▸ **Requirements**: Please state how many lines in the items below contain the word "vehicle". Reply with the number only.

▸ **Data to use**:
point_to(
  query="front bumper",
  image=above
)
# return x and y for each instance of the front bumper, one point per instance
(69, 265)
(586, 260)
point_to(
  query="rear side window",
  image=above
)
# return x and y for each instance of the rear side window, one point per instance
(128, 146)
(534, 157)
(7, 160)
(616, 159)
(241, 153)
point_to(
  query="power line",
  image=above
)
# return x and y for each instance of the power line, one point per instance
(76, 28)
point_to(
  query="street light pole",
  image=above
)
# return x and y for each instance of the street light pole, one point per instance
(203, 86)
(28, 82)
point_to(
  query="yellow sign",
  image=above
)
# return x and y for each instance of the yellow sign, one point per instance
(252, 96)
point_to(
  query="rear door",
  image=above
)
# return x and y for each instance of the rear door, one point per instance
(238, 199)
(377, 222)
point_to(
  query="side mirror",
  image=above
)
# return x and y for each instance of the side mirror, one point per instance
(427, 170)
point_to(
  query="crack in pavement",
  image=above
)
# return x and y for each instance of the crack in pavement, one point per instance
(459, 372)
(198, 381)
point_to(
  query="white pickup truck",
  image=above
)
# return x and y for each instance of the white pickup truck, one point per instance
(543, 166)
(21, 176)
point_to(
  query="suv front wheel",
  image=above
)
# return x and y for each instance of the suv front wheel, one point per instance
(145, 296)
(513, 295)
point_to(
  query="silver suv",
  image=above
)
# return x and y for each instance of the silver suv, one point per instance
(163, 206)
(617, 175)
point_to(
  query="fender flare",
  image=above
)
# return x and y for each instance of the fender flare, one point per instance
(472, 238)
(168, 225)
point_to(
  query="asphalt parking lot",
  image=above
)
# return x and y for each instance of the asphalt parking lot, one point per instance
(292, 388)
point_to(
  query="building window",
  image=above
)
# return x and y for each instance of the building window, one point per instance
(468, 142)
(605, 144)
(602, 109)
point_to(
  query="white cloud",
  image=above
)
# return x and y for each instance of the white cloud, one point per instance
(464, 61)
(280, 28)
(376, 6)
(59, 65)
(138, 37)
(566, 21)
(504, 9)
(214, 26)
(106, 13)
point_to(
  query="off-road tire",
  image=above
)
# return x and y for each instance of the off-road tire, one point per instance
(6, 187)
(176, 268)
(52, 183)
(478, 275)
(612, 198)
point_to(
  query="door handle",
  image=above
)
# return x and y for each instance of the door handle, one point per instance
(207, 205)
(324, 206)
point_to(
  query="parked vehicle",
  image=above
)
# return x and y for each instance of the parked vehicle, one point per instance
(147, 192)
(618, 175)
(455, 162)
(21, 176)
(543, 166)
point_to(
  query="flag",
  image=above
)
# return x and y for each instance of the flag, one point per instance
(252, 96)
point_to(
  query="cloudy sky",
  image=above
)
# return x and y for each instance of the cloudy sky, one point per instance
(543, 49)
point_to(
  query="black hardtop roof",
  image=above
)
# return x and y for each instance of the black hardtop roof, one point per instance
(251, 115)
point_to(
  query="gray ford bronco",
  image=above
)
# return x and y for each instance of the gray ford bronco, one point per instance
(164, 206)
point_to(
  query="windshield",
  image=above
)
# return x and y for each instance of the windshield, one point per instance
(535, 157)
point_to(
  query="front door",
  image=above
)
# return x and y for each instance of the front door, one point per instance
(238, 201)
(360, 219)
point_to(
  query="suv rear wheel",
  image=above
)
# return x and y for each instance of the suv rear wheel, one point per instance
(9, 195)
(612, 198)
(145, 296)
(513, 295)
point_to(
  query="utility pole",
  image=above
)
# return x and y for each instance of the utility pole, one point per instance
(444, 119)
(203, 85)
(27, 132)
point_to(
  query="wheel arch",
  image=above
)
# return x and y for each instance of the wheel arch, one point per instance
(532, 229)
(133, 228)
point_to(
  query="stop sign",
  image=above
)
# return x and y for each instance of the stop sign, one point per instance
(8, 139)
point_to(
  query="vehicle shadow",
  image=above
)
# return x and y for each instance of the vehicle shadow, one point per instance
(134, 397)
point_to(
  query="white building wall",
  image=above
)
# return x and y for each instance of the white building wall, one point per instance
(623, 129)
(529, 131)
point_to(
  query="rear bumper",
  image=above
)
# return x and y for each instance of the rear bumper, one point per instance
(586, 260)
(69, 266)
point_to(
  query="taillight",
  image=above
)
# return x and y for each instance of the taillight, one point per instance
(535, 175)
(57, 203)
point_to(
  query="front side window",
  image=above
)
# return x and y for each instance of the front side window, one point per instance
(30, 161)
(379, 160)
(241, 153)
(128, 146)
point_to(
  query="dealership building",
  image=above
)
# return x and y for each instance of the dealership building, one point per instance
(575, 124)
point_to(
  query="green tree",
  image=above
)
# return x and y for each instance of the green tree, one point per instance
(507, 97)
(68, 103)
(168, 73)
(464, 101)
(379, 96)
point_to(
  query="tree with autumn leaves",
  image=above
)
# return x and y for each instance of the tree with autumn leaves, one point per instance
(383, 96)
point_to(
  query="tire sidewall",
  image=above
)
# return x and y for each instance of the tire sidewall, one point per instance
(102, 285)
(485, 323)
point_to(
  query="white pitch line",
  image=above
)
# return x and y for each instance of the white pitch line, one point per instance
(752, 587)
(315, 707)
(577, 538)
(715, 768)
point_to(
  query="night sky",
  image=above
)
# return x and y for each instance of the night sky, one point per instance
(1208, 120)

▸ **Final answer**: 4